## Objectif 1
Trouve, parmi les lignes plus bas, toutes celles qui contiennent le mot « with » et recopie-les. Tiens compte des majuscules et des minuscules.

--- Extrait du document ---

Jeff Nichols : « Il faut aimer ses personnages, pour qu’ils existent en retour »

Jeff Nichols, un cinéaste à part. Un pied à Hollywood, l’autre dans le Midwest. Tout au long de ses cinq premiers films, de Shotgun Stories à Loving en passant par Mud et Take Shelter, le petit prince de l’Arkansas a oscillé entre tendresse et tragédies, fresques familiales en mobil-homes et balades oniriques. Pour son sixième long-métrage, The Bikeriders (avec Jodie Comer, Tom Hardy et Austin Butler), le voilà pour la première fois loin de son Sud natal, aux prises avec un gang de motards dans les années 60. Rupture ou continuité avec le reste de son œuvre ? Voici la retranscription de la masterclass que Jeff Nichols nous a accordée, en public au Max Linder, lors de son passage à Paris.

Par Axel Cadieux.

Cet entretien a été réalisé dans le cadre d’une collaboration entre SoFilm et Mediawan. La masterclass peut être visionnée en intégralité sur le service de streaming Explore.

The Bikeriders s’inspire d’un roman photo des années 60 de Danny Lyon. Comment passe-t-on d’un tel objet, non-narratif, à un scénario de cinéma ?

--- Données fournies ---

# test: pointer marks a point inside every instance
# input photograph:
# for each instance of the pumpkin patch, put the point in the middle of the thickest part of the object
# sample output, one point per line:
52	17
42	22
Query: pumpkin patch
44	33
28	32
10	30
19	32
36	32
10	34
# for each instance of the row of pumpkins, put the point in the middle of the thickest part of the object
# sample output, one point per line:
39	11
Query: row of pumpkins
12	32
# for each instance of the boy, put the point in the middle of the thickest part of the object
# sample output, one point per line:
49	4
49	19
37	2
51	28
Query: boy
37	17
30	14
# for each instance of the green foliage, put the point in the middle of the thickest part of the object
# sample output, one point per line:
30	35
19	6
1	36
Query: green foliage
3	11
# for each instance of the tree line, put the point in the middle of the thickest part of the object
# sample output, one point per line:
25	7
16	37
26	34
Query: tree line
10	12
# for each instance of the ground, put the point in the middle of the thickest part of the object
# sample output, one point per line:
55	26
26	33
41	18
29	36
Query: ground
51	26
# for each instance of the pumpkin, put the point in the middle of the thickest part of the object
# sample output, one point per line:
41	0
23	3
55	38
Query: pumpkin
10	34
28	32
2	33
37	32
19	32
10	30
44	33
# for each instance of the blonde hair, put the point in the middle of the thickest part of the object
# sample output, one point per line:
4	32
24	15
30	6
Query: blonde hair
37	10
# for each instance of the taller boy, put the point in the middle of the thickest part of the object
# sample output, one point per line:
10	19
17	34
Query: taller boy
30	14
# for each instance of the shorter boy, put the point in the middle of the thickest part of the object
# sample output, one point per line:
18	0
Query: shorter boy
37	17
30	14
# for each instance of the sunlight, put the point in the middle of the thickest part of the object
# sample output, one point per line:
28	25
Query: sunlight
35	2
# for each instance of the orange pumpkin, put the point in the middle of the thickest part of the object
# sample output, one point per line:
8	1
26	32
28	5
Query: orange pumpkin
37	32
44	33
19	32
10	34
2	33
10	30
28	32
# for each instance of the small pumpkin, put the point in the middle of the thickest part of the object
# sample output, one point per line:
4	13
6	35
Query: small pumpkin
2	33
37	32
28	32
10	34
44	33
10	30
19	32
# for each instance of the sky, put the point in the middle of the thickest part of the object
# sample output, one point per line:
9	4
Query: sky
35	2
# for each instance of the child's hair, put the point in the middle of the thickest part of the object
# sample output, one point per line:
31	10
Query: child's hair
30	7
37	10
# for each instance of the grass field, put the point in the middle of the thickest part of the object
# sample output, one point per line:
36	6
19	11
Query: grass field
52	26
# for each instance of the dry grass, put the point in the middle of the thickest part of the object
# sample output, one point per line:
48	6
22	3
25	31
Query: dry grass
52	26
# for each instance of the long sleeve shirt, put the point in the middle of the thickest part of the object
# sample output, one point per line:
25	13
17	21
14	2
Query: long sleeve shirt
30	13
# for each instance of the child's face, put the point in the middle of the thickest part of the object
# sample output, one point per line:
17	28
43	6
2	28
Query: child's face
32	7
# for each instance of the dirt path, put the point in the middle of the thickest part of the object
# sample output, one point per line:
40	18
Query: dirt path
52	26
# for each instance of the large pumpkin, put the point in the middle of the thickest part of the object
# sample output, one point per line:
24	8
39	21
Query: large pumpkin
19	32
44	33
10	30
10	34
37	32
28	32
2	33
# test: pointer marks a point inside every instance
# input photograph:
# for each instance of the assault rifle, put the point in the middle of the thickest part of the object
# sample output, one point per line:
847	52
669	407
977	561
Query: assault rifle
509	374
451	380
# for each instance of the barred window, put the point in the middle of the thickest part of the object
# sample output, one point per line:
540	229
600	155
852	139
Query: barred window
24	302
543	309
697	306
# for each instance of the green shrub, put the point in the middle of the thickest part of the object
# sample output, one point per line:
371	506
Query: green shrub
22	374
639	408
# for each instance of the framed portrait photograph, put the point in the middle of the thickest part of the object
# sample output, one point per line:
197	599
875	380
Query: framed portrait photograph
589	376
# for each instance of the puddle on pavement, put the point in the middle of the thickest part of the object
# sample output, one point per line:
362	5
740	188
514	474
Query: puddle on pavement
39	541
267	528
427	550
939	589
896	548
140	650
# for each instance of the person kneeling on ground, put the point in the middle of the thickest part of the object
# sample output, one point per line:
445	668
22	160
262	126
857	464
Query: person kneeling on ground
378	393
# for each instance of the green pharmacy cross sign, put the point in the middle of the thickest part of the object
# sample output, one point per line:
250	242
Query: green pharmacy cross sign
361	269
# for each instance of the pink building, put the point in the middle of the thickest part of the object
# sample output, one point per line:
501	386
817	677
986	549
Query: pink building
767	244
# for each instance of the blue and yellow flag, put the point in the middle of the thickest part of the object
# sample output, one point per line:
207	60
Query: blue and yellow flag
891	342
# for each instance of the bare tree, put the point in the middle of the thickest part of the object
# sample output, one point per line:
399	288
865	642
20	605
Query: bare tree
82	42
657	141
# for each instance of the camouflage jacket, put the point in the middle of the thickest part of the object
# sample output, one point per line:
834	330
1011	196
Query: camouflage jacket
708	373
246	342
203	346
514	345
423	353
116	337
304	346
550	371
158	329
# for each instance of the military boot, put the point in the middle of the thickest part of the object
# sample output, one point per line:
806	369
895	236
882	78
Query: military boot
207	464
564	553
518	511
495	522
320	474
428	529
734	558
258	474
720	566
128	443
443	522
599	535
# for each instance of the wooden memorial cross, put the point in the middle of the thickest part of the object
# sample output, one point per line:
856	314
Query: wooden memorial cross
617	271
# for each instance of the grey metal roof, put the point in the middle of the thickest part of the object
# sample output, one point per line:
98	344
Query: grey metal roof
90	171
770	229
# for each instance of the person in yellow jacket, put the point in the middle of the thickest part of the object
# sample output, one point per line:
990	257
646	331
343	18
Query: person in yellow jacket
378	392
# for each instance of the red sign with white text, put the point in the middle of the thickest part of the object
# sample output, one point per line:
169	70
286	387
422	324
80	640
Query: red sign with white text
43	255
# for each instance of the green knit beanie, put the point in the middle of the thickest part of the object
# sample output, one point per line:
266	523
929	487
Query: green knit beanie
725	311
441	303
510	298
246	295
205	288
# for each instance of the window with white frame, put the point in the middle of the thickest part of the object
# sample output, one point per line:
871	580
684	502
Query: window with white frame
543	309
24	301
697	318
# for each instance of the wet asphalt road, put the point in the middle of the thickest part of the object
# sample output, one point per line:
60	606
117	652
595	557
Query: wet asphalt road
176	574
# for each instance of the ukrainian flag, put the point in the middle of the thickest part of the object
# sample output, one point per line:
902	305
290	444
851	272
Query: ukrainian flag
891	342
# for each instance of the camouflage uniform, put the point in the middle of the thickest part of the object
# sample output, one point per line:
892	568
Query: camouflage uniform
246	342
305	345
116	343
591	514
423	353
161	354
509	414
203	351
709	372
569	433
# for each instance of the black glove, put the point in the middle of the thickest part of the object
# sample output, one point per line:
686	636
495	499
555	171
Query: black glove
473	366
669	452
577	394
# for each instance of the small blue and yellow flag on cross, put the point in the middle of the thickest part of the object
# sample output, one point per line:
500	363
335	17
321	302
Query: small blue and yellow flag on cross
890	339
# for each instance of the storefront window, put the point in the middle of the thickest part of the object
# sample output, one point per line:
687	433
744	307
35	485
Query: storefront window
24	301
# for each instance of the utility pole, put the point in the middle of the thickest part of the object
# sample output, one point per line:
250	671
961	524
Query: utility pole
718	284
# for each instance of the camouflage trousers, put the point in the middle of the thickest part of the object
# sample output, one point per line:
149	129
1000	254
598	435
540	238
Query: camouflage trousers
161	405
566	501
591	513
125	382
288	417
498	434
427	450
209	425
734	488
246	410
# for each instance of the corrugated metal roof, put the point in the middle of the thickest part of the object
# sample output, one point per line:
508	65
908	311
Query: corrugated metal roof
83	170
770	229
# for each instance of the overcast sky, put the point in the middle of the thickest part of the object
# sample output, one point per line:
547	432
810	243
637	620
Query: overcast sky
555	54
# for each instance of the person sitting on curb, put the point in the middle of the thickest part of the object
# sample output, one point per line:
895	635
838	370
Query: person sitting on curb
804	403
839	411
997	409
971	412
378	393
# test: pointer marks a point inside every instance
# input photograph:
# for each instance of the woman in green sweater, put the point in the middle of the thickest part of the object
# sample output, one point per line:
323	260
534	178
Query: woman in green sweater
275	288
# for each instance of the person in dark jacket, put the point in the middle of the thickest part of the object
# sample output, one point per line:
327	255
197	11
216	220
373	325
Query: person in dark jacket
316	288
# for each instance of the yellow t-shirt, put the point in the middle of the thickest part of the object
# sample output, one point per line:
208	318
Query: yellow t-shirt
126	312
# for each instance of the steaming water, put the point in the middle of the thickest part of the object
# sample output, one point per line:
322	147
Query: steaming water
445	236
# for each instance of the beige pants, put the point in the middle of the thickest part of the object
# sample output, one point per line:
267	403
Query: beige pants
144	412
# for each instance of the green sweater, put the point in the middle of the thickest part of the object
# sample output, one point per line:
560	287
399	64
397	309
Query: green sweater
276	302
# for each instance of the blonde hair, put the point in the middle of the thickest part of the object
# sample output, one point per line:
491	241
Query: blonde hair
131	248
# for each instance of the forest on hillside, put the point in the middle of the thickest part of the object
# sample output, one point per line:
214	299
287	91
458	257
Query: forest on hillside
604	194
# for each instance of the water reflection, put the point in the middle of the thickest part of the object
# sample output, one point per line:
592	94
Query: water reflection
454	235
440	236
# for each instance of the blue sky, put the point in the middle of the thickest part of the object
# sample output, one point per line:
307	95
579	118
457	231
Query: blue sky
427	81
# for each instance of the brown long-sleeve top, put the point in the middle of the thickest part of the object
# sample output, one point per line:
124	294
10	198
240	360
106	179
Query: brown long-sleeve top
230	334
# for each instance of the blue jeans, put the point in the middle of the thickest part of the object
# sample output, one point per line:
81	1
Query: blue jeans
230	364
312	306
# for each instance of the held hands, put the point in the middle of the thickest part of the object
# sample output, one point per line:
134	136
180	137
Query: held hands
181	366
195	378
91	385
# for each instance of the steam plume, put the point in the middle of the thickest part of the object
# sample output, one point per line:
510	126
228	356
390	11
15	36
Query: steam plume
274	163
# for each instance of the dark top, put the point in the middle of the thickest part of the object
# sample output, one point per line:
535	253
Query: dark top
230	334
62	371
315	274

---

## Objectif 2
Poursuis l'entretien avec Jeff Nichols là où il s'arrête.

## Résultat 1
# for each instance of the red sign with white text, put the point in the middle of the thickest part of the object
Query: red sign with white text
# for each instance of the window with white frame, put the point in the middle of the thickest part of the object
Query: window with white frame

## Résultat 2
Ça n’a pas été facile. Le livre de Danny Lyon m’est apparu comme une boîte à outils me permettant de comprendre tous les détails de ce monde auquel j’étais étranger – leurs habits, leur langage. Ce qui a été très important, c’est les enregistrements audios des interviews qu’il a faites. Je les écoutais en boucle dans ma voiture. Encore aujourd’hui, j’ai du mal à distinguer les répliques que j’ai écrites de celles tirées de ces enregistrements, tellement elles font partie de moi. Mais j’avais quand même besoin d’une intrigue. Pour cette raison, toute la première heure n’a pas vraiment d’histoire élaborée, elle sert à planter le décor et à introduire cette sous-culture. Ensuite, on bifurque vers une narration plus traditionnelle, avec notamment le triangle amoureux entre Benny, Johnny et Kathy. Là, ça s’est décoincé. 

Vous avez une technique d’écriture assez spéciale, qui consiste à écrire les scènes sur des post-it, afin de composer une sorte de puzzle. Est-ce que ça a été encore le cas ici ?

Non, j’ai tout changé. En temps normal, mon seul moyen de visualiser un film dans son entièreté, c’est de le fragmenter sur des notes, des cartes, des post-it… J’ai un tableau en liège dans mon bureau sur lequel je place toutes ces pièces de puzzle. Ici, du fait de la première heure assez spéciale, j’ai écrit de manière plus libre, au fil de l’eau ; ce qui s’apparentait à faire du vélo avec des petites roues. La première scène qui m’est venue est celle de la rencontre entre Benny et Kathy. 90% des dialogues du film sont tirés de l’histoire vraie de cette femme. C’est seulement à l’issue de cette scène que j’ai pu en écrire une autre, puis une autre… Je ne savais jamais quelle serait la suivante.

Vous avez grandi au cœur de l’Arkansas, dans un contexte proche de celui qu’on découvre dans vos premiers films, Shotgun Stories ou Take Shelter. Diriez-vous que la tendresse que l’on retrouve dans vos films, vis-à-vis de personnages parfois marginaux, vient de votre enfance ?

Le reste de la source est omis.